* _DATA FOR THIS EXERCISE_:

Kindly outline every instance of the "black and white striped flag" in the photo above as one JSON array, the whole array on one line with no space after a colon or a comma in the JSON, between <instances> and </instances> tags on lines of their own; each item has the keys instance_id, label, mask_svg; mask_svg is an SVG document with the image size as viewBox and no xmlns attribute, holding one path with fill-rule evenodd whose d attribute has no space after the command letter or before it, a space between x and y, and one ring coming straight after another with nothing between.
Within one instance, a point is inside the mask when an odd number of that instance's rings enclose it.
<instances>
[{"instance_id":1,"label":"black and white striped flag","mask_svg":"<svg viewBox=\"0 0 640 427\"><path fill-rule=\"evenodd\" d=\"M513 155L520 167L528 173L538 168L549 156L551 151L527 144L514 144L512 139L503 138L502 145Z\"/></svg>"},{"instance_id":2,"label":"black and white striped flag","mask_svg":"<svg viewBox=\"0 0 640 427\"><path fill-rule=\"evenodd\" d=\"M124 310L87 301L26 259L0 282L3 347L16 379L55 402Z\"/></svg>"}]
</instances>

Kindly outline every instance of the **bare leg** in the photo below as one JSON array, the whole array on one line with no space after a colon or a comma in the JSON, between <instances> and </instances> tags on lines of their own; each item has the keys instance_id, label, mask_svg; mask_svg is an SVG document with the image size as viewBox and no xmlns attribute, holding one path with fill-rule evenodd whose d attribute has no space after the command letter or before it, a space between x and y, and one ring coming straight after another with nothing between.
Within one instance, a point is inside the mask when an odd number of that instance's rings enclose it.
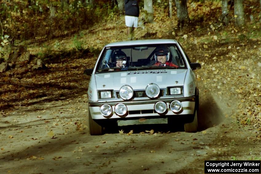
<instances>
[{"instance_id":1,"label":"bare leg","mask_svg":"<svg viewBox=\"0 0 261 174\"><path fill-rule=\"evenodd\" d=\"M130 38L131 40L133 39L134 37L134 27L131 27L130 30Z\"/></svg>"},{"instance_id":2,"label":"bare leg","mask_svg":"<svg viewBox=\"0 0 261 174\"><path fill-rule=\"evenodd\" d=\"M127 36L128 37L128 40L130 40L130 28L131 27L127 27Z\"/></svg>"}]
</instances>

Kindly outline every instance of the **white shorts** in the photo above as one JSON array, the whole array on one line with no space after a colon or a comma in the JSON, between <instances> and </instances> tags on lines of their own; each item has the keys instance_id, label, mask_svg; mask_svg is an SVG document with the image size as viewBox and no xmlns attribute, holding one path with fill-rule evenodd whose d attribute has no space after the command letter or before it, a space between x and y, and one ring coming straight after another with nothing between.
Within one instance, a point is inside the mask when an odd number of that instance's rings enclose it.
...
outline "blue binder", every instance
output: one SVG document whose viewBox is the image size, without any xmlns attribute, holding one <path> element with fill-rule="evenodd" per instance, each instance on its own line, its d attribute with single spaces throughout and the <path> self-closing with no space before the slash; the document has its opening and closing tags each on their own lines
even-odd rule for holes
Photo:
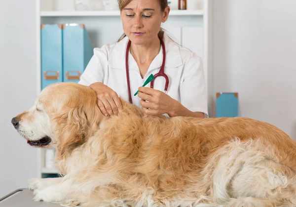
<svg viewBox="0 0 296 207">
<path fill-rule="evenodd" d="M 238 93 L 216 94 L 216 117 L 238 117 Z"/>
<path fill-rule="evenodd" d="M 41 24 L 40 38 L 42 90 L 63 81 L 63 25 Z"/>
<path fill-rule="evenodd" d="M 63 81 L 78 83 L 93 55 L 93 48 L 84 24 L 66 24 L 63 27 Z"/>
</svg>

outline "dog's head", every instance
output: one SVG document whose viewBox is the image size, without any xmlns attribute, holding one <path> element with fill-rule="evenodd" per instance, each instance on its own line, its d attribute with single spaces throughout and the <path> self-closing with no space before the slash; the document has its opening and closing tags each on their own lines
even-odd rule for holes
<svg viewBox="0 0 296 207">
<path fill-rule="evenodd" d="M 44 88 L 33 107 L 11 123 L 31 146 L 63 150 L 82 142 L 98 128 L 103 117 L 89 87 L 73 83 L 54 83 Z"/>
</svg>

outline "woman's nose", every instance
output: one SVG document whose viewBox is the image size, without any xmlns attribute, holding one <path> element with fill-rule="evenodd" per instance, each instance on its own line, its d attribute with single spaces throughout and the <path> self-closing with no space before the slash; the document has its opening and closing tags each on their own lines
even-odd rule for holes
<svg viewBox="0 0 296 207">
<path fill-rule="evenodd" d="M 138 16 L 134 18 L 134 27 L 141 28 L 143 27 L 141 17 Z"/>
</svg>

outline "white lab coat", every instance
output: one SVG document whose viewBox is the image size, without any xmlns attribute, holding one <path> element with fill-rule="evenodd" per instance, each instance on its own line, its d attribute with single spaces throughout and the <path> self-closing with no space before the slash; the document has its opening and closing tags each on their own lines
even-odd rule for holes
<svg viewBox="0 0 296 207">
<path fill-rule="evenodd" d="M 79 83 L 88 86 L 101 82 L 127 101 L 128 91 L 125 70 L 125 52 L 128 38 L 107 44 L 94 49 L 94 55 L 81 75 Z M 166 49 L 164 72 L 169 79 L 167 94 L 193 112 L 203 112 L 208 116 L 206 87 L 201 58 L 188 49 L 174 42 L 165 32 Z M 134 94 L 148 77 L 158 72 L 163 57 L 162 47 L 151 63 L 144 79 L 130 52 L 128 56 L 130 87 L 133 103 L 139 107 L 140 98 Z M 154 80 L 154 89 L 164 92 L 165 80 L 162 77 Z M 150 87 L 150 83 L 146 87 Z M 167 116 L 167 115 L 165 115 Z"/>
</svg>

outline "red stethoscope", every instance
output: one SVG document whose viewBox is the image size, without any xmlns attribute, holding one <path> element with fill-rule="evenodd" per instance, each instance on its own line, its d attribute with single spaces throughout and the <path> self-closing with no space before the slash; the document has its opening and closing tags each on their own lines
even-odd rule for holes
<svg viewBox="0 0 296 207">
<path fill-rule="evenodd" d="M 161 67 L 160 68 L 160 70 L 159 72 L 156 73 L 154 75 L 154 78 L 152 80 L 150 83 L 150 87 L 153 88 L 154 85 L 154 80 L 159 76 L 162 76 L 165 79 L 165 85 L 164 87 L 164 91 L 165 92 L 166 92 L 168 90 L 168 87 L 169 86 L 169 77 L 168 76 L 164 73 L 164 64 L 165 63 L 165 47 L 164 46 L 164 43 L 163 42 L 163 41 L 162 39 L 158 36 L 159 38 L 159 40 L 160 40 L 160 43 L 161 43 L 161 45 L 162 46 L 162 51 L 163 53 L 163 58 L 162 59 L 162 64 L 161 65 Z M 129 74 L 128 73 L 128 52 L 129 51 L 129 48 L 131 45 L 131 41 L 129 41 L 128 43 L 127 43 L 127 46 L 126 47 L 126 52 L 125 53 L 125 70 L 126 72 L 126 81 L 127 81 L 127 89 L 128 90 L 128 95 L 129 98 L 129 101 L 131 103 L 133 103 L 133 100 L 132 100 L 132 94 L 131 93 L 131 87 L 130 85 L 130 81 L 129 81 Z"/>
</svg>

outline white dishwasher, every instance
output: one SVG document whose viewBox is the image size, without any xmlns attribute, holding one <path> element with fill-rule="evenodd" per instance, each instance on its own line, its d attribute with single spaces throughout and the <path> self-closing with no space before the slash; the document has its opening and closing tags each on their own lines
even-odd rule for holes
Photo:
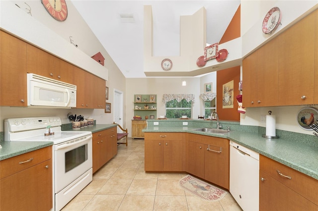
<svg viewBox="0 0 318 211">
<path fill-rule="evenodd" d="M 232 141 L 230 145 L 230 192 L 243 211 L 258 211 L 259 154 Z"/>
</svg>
* * *
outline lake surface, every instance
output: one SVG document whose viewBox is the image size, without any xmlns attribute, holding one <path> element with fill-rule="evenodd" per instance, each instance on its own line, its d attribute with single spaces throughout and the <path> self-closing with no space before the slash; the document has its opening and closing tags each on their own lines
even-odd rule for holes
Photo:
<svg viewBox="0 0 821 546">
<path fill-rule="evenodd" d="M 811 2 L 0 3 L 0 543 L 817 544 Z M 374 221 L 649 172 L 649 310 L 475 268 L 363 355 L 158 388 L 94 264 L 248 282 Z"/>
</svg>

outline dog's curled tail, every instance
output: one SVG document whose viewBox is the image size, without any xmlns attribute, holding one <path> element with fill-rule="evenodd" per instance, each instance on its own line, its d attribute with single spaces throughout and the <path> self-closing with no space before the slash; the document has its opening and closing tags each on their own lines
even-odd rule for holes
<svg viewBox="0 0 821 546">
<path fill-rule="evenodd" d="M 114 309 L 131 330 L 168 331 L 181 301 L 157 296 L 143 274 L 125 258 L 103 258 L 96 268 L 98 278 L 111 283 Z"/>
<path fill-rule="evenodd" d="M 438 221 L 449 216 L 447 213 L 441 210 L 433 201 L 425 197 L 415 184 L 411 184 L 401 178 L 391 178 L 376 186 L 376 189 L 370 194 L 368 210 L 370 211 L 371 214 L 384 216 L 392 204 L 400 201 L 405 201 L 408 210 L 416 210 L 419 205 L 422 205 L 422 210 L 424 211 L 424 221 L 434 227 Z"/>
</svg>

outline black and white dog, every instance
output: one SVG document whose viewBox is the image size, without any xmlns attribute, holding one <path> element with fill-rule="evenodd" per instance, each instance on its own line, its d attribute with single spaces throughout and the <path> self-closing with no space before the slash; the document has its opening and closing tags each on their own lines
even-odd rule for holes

* _EXERCISE DIRECTIONS_: Locate every line in the material above that contains the word "bare", and copy each such line in full.

* _CORRECT RESULT_:
Kindly outline every instance of the **bare leg** in the photo below as one JSON array, the whole array on one line with no space after a colon or a comma in the JSON, between <instances> and </instances> tags on lines of their own; each item has the keys instance_id, label, mask_svg; mask_svg is an SVG document with the image size as viewBox and no xmlns attribute, holding one path with fill-rule evenodd whose d attribute has no space after the command letter or before it, a space between x and y, and one ring coming straight after another with nothing between.
[{"instance_id":1,"label":"bare leg","mask_svg":"<svg viewBox=\"0 0 261 174\"><path fill-rule=\"evenodd\" d=\"M130 38L131 40L133 39L134 37L134 27L131 27L130 30Z\"/></svg>"},{"instance_id":2,"label":"bare leg","mask_svg":"<svg viewBox=\"0 0 261 174\"><path fill-rule=\"evenodd\" d=\"M127 36L128 37L128 40L130 40L130 28L131 27L127 27Z\"/></svg>"}]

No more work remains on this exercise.